──────── EXCERPT PROVIDED

For A Brother’s Sake

On the other side of the computer from you, I sit.

And I choose what to write about and send out in to this unending sphere of words.  I prefer to write about every day events.  The little things I want to focus on.  The little things I don’t want to let escape.  The positive things I want to recycle.  And some things that are bigger than others.

I’m very aware that life is full of variables.  Not everything feels good.

Not everything is positive.

But everything is something I want to learn from.  And experience – fully.

It’s been difficult to focus on words recently.  Because here, on this side of the computer, I am exhausted.

Life does that sometimes.  It takes every thing you have and demands even more from you.

On this side of the computer life is emotional.   I have spent over two weeks watching my husband and his siblings circle around.  As they watch over a brother.  It’s literally all they can do – most moments.

And it is physically and emotionally draining to only be able to stand, or sit, and watch.

It is difficult to watch when you physically want to fix.

You want to do something to make him wake up.  To make him get up.  To make him join life.  It is exhausting fighting the physical twitch and burn – to do – and instead just make yourself sit still.

────────────────

▶ SET OF TASKS
A) Copy the passage from the essay on watching over a brother, starting at "I’m very aware" up to and including "do – most moments.".
B) Carry the essay on keeping watch over a brother forward, picking up after its final sentence.

──────── RECORDS SUPPLIED

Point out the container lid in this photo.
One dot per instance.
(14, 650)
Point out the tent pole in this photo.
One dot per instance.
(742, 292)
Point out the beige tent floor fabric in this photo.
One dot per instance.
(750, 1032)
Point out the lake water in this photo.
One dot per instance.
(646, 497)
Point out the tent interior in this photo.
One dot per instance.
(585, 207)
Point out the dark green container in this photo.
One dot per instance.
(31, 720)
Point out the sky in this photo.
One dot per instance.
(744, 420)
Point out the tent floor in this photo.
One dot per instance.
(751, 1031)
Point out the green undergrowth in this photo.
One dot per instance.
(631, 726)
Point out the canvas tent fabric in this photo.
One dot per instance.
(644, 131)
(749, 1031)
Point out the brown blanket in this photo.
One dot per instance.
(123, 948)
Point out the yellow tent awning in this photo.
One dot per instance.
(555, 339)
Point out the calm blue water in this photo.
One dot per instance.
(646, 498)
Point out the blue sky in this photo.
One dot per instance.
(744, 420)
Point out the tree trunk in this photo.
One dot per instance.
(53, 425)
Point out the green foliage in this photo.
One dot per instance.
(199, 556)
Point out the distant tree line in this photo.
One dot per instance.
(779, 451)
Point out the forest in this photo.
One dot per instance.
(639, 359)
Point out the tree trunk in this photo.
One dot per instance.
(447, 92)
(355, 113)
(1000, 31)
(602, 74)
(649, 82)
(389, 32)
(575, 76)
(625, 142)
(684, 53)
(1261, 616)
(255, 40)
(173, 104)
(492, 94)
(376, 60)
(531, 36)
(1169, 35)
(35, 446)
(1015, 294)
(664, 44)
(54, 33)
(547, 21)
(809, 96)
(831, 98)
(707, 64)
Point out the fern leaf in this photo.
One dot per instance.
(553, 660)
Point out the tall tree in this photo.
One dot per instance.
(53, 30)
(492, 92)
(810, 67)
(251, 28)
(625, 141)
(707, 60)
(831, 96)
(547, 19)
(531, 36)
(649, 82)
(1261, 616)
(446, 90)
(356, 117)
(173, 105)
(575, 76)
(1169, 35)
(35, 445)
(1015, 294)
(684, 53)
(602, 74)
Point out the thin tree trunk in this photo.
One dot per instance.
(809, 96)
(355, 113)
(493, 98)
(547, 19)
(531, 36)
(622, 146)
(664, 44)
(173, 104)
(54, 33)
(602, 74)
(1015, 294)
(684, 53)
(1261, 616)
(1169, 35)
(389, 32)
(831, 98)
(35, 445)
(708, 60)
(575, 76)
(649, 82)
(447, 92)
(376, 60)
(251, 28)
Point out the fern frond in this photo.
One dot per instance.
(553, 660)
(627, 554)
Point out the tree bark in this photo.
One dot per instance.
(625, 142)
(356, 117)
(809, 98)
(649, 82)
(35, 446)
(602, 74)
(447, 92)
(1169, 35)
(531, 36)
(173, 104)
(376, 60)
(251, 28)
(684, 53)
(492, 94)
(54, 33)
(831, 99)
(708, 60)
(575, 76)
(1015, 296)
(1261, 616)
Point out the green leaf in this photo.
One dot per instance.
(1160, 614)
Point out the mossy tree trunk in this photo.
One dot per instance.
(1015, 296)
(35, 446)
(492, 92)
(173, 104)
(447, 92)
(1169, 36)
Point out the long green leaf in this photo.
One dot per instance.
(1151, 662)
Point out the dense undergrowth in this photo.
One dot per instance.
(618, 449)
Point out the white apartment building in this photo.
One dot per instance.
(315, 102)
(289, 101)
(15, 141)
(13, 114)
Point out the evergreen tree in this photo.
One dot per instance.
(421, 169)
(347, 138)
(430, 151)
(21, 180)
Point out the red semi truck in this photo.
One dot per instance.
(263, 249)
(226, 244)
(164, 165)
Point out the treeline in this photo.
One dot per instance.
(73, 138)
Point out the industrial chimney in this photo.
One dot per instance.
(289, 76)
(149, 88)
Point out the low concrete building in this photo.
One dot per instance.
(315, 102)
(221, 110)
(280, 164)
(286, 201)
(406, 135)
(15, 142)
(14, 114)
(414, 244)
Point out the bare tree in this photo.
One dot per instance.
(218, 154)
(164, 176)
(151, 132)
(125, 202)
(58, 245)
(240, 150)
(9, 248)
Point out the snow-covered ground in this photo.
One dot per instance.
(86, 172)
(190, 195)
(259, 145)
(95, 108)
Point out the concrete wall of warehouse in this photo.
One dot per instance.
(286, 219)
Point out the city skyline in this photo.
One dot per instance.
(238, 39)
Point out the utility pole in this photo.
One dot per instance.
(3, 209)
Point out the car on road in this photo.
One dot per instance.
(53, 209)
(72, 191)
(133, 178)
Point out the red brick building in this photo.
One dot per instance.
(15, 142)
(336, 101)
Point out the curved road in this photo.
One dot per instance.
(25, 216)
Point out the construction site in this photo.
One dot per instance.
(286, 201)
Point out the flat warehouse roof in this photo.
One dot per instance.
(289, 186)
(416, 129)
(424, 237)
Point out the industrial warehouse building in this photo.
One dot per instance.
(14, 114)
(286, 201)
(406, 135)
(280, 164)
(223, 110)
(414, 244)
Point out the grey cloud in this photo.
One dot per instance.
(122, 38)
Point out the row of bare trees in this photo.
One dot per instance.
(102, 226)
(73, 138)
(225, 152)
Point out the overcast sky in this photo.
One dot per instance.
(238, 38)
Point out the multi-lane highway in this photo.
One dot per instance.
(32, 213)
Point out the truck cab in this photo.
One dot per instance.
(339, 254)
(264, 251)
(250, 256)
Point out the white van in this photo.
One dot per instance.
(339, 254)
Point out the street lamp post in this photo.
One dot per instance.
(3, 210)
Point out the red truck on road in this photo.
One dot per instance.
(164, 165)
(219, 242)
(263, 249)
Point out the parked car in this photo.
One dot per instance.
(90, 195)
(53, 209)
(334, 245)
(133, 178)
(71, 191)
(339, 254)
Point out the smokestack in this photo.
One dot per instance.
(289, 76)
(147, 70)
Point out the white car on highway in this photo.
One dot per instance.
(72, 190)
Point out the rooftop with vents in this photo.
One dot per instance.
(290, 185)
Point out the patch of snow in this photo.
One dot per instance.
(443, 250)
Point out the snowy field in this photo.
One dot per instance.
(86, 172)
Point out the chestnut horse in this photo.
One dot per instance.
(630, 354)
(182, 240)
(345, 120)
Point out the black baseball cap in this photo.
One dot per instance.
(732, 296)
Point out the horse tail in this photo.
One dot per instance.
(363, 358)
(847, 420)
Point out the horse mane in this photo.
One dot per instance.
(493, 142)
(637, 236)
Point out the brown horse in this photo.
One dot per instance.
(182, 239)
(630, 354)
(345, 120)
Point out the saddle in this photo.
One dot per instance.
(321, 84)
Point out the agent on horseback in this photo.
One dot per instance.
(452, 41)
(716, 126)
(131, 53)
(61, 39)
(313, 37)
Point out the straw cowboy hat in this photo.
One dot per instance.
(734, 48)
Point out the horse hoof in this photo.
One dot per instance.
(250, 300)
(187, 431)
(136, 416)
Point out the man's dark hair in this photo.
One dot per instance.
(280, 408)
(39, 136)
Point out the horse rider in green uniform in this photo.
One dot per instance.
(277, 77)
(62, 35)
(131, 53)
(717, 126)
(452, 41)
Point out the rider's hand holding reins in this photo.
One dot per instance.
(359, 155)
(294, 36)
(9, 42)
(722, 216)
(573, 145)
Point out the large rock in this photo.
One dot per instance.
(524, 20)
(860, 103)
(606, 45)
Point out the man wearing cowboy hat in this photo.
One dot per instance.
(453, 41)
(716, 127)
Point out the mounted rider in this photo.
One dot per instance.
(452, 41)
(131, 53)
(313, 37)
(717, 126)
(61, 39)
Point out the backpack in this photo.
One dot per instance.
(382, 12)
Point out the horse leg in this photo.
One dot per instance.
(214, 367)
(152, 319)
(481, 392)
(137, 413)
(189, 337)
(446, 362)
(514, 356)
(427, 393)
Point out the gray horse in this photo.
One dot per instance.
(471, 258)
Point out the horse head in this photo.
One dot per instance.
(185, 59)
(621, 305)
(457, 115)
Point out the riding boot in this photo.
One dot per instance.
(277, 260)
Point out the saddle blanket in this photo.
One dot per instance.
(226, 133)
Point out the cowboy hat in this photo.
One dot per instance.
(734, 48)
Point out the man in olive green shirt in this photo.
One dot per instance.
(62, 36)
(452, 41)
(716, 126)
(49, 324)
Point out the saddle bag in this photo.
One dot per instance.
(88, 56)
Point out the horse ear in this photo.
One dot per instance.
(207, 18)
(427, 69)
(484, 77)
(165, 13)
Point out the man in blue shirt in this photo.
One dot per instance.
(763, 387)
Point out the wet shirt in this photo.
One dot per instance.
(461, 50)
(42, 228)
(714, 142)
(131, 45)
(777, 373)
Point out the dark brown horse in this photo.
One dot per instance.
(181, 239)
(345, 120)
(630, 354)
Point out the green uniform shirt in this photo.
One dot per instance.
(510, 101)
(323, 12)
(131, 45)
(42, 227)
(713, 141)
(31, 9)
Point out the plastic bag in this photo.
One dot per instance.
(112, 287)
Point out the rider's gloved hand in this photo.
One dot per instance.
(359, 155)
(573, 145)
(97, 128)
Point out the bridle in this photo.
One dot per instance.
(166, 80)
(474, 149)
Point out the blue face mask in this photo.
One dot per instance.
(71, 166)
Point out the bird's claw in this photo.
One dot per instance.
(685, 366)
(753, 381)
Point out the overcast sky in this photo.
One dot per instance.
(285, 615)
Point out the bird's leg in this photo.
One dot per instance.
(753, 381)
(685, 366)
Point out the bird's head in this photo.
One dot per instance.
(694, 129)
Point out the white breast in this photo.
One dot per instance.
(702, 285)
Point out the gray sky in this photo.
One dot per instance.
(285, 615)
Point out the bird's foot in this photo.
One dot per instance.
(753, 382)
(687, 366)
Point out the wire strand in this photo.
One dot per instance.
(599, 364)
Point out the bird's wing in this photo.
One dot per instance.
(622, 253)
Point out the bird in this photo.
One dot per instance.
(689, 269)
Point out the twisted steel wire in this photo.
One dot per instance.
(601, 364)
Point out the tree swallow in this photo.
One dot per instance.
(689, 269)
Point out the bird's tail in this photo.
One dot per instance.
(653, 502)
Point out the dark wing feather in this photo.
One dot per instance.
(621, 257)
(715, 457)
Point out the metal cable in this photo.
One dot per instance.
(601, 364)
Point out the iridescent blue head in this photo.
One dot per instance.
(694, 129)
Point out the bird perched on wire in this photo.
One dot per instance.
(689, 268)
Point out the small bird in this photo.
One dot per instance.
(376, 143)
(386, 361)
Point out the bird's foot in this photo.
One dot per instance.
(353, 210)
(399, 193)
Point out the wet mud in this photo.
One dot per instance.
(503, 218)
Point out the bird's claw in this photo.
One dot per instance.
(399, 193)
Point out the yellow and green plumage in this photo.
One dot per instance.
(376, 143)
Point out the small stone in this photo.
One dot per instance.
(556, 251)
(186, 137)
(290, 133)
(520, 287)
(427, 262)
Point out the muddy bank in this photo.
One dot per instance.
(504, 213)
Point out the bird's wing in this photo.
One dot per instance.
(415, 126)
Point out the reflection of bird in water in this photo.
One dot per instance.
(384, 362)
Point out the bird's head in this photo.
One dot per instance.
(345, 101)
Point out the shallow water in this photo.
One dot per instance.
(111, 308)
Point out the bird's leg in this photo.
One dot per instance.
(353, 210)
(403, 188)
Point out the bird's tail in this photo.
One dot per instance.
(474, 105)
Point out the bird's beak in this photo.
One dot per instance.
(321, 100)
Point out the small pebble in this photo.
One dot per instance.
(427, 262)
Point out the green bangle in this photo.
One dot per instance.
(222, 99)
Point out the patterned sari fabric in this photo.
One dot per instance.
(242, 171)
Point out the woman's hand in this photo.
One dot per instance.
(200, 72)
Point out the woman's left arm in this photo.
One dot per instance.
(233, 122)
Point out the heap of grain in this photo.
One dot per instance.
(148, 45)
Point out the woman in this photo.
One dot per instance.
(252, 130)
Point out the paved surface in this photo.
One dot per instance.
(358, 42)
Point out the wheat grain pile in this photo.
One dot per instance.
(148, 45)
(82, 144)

────────────────

▶ ANSWERS FOR EACH ITEM
A)
I’m very aware that life is full of variables.  Not everything feels good.

Not everything is positive.

But everything is something I want to learn from.  And experience – fully.

It’s been difficult to focus on words recently.  Because here, on this side of the computer, I am exhausted.

Life does that sometimes.  It takes every thing you have and demands even more from you.

On this side of the computer life is emotional.   I have spent over two weeks watching my husband and his siblings circle around.  As they watch over a brother.  It’s literally all they can do – most moments.

B)
And just be.

Watch over him.  And be helpless.

For almost three weeks now we have accepted exhaustion as part of our condition.  And stillness as part of our being.  Hearts hurt from love.  Butts hurt from sitting.  Muscles ache to do something.

In all of this, I have looked for and found, positive.

In all of this there are no answers.  But there is hope.

In not knowing what the future holds, there is laughter and exasperation in what they shared with him to this point.  And there is life in the re-sharing of it.

In the seriousness of the hospital setting there are siblings, family and friends laughing-so he can hear it.  And there is help from one to another to get through.

In the time spent together there is time for discussions, where time for these discussions didn’t exist before.  People talk.  People listen.  People hear.

While sitting and watching there is compassion for one another and new understandings formed.

In the over flow to the waiting rooms because there is family-a-plenty, relationships are strengthened.  Or begun.

And there is something oddly funny and comforting about the differences and arguments that are normal to the family, even in this setting.

I want to recycle all of the positive experiences of this difficult time.  I want to save them for when he wakes up.  So he knows what part he played in the positive atmosphere he was here for.

I know there are ‘ifs’ to consider.

But right now, on this side of the computer, I choose to focus on the positive.  The hope that is.  And amp up for whatever life demands of me, us, next.

I hope you find a positive today.  And every day.

Even if you have to look through the difficult, to find it.  Even if you have to choose to acknowledge it’s existence.